▶ [Tâches à réaliser]
- a) Dressez la liste de tous les penseurs dont le nom figure dans le texte sur le raisonnement.
- b) Poursuivez le texte sur le raisonnement à la suite de sa dernière phrase.

*** Texte proposé

Le raisonnement est une opération discursive (discurrere , courir çà et là) et se distingue ainsi de l’intuition (intueri , voir), qui est la saisie immédiate et globale d’un objet de pensée. Toutefois, on l’a dit, l’intelligence d’un raisonnement présuppose l’intuition de la relation illative: je puis, par le raisonnement, faire admettre une proposition en invoquant les prémisses convenables, mais mon raisonnement serait sans effet sur qui serait incapable de saisir le nexus qui rattache la conclusion aux prémisses. De plus, dès qu’un raisonnement atteint un certain degré de complexité, il faut, pour vraiment le comprendre, percevoir ce qui en fait l’unité, comment ses divers éléments se composent entre eux et convergent vers une certaine conclusion: ce qui est encore un acte d’intuition. C’est pourquoi Descartes, dans les Regulae , comptait parmi les «natures simples», objets d’intuition, les liaisons entre les vérités, et demandait en outre qu’on s’exerçât à parcourir la chaîne d’un raisonnement par un mouvement ininterrompu et de plus en plus rapide de la pensée, pour pouvoir finalement l’embrasser d’un seul coup. À quoi Leibniz objectait l’insécurité de l’intuition et du sentiment de l’évidence. S’inspirant de vues encore très sommaires et imparfaites de Lulle et de Hobbes, il demandait qu’on assurât la rigueur du raisonnement en le réduisant à un calcul sur des signes. Ce qui supposait, d’une part, la constitution d’une symbolique, d’une «langue caractéristique universelle», d’autre part, une généralisation de la notion de calcul, qui le dégageât de son asservissement à la quantité pour en faire un calculus ratiocinator. Cet idéal a été réalisé, au moins partiellement, autour de 1900, avec les travaux de Frege, de Peano et de Russell. Depuis, une exigence accrue de rigueur a abouti à la constitution de «systèmes formels», où l’intuition logique du rapport illatif est remplacée par l’intuition visuelle de la conformité des opérations symboliques à certaines règles arbitraires préalablement énoncées, concernant les manipulations de l’alphabet initialement choisi. De tels calculs ne sont plus proprement des raisonnements; ils peuvent seulement le devenir quand le système admet, ce qui n’est pas toujours le cas, une interprétation dans le monde logique et qu’on utilise cette possibilité pour traduire en raisonnements les formules symboliques.

******
*** Données fournies

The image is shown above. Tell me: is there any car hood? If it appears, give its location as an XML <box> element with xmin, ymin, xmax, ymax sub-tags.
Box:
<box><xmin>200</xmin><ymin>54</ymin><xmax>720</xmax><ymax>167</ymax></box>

******

▶ [Réponses aux tâches]
- a) Descartes, Leibniz, Lulle, Hobbes, Frege, Peano, Russell

- b)
Le raisonnement se situe ainsi dans la région intermédiaire qui sépare l’intuition intellectuelle du calcul symbolique. On peut même penser qu’un raisonnement élémentaire et quasi intuitif déborde par-delà le calcul. Car il faut bien s’assurer, par une subsomption de caractère syllogistique, que chaque opération du calcul tombe sous l’une des règles comme un de ses cas; sinon, comment saurait-on qu’on a affaire à un calcul plutôt qu’à une succession totalement arbitraire? Une «machine à calculer» ne calcule pas, elle opère des transformations réglées, mais de telle manière que l’utilisateur puisse les interpréter comme des calculs.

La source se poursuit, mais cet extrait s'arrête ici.